• WHAT THE EXERCISE ASKS: Offset the rows from the line containing "Point to the terracotta" through the line containing "[(234, 252)]". Write them out again with their requests, adding 142 to each coordinate in the answers and leaving all other rows out.

• INPUT DATA:
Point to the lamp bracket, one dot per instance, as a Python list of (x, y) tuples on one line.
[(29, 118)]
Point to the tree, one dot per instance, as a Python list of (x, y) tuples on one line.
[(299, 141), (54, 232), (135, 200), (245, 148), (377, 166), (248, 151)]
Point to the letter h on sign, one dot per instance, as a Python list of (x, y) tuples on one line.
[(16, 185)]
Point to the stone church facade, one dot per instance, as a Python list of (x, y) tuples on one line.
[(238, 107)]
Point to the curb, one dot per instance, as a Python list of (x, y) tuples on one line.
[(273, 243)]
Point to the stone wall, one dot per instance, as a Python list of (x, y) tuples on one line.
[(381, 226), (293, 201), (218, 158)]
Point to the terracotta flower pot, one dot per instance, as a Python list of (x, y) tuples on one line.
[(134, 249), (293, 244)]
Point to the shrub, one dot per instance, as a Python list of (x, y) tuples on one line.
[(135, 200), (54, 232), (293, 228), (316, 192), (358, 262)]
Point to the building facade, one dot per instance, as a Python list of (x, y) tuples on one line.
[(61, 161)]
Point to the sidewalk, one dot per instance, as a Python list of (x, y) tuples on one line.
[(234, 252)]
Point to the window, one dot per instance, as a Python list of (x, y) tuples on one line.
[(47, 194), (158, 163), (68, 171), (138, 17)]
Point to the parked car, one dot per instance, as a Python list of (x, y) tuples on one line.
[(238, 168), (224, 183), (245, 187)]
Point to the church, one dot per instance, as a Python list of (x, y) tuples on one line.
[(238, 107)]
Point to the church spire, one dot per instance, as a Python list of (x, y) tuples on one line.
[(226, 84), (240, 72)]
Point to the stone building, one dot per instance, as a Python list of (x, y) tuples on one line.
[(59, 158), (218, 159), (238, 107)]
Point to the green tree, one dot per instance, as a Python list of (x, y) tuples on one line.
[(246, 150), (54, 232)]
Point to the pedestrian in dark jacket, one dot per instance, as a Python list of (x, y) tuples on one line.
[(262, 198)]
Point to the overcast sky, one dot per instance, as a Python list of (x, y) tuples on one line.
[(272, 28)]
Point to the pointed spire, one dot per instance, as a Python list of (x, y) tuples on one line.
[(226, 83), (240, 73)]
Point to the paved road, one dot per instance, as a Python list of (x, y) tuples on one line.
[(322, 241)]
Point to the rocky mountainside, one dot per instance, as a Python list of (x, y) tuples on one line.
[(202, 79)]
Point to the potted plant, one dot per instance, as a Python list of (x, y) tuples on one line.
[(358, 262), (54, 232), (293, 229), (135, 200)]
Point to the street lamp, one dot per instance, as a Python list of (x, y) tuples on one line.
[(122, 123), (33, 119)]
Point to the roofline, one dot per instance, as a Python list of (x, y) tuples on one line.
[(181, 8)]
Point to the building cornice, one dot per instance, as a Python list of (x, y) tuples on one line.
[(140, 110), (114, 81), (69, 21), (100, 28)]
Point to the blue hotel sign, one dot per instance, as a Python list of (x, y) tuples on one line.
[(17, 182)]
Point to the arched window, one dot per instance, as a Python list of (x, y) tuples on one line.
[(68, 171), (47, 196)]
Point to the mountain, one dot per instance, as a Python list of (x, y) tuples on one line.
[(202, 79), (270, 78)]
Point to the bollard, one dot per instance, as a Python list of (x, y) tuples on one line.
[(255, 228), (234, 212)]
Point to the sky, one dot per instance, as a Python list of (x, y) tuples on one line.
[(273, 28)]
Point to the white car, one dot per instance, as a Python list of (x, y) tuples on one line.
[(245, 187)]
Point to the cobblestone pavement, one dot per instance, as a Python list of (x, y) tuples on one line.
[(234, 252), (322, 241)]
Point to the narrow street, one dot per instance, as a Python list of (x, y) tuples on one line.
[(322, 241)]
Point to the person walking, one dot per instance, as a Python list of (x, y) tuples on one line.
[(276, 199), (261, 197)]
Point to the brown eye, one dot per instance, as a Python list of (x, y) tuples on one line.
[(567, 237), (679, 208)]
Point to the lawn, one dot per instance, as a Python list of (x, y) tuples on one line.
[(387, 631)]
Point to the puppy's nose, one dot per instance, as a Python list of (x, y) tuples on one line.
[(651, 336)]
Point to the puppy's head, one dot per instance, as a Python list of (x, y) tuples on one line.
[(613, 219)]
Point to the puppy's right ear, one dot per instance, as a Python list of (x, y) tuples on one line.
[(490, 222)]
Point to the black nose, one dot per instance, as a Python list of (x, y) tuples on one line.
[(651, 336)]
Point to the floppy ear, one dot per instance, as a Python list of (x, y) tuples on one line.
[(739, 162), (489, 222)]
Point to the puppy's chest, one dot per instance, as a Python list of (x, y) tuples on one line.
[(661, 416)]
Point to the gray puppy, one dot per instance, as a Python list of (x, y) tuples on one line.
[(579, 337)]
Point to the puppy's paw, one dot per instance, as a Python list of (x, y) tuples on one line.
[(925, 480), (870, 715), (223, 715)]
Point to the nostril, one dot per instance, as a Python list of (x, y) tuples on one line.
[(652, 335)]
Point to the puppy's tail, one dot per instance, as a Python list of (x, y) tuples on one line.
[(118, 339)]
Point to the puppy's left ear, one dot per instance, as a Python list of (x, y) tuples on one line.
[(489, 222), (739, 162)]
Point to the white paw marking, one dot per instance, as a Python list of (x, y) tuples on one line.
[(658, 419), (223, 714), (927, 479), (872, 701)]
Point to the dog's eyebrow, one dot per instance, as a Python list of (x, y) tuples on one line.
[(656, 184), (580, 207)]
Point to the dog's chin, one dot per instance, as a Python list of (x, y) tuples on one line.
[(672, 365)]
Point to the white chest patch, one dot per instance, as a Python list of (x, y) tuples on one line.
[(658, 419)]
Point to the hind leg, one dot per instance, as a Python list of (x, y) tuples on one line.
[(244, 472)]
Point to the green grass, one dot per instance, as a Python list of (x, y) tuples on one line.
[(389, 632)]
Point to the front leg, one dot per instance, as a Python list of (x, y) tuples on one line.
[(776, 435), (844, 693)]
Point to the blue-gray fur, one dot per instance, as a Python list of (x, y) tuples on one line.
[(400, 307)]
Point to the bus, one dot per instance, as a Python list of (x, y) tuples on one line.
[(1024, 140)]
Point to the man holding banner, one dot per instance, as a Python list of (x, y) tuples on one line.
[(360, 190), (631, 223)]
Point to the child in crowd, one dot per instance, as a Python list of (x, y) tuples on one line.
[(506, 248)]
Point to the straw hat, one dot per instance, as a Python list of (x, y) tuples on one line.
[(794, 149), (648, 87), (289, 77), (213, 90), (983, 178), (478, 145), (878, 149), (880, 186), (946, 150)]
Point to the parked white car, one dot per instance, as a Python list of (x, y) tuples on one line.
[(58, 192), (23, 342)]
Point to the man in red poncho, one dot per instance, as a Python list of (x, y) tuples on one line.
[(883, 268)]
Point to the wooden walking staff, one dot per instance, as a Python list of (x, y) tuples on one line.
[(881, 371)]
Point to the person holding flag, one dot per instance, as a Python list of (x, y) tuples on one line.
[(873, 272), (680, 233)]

• RESPONSE TO THIS EXERCISE:
Point to the terracotta flower pot, one dot per instance, as a Python list of (x, y) tuples on one line.
[(276, 391), (435, 386)]
Point to the shrub, one dot per instance, as a Python list of (x, y) tuples on one line.
[(277, 342), (196, 374), (435, 370), (458, 334), (500, 404)]
Point to the building facade, one dot per instance, as a Python list of (x, y) tuples on one line.
[(203, 303)]
Point to the sidewalk, one dot per instance, as a Python list of (x, y) tuples on one line.
[(376, 394)]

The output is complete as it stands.